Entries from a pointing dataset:
## START

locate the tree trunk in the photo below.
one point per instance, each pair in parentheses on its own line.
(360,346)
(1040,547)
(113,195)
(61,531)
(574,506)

## END
## START

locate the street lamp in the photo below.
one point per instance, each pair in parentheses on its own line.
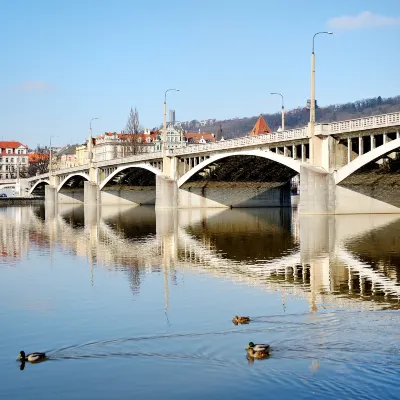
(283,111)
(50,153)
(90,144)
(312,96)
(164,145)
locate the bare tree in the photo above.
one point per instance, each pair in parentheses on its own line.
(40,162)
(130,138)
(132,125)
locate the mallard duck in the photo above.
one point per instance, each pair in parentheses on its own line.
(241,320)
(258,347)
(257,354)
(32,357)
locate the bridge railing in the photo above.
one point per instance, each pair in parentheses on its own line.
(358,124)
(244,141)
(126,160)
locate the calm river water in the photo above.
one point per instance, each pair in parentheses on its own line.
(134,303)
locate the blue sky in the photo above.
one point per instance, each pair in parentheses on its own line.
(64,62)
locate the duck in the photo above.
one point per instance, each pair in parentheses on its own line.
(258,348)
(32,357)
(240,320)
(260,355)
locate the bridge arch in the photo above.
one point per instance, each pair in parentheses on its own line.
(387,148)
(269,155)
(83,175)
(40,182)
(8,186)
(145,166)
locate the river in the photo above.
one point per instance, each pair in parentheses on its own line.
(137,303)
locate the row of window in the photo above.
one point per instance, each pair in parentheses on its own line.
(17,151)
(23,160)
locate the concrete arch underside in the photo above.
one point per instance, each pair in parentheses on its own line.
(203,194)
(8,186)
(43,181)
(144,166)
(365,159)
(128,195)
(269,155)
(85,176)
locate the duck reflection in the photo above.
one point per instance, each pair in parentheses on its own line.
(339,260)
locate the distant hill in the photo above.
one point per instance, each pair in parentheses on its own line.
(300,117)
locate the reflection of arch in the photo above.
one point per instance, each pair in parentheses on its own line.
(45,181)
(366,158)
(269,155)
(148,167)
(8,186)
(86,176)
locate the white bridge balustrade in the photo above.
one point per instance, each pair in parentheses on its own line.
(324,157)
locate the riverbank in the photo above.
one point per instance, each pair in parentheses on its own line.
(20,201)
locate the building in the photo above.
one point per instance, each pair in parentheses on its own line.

## END

Task to complete
From the records, copy out each line that contains the word "bridge".

Solution to this problem
locate the bridge railing in the photo above.
locate the bridge arch in the photo above.
locate the white bridge balustrade in the photo above.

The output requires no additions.